* _Problem to work on_: Starting at the line that holds "Target — white tower", copy every line exactly through the end of the data, and no others.

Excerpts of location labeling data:
####################

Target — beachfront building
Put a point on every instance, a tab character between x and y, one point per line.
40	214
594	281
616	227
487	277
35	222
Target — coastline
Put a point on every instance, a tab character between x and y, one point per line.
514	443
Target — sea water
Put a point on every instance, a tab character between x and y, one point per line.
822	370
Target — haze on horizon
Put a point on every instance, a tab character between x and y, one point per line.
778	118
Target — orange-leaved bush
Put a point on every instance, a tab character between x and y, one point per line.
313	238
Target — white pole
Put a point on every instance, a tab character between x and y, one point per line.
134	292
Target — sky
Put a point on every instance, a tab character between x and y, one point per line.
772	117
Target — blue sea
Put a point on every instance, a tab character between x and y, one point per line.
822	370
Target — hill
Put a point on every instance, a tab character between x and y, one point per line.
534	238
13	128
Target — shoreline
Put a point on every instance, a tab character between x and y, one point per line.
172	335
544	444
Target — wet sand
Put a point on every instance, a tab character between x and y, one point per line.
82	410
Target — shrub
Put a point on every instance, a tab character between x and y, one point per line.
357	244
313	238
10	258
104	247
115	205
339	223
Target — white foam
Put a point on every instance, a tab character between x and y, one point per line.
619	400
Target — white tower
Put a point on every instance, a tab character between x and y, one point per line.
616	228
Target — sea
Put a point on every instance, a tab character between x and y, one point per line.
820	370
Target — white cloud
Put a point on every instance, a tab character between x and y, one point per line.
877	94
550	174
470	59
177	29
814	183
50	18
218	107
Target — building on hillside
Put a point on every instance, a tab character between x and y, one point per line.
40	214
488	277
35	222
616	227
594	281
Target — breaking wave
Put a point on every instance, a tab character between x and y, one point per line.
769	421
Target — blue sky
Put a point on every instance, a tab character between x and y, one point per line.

####################

* _Expected answer_:
Target — white tower
Put a point on every instance, a tab character between x and y, one point per line.
616	228
Target — sea
Put a point on every instance, a tab character between x and y, one point per line.
820	370
Target — white cloud
Put a point on every instance, a tab character between x and y, one point per line.
877	94
550	174
470	59
177	29
814	183
50	18
218	107
Target — building on hillside
Put a point on every instance, a tab character between x and y, one point per line.
40	214
488	277
35	222
616	227
594	281
Target — breaking wave
Put a point on every instance, a tab character between x and y, one point per line.
769	421
Target — blue sky
Put a point on every instance, a tab character between x and y, one point per line.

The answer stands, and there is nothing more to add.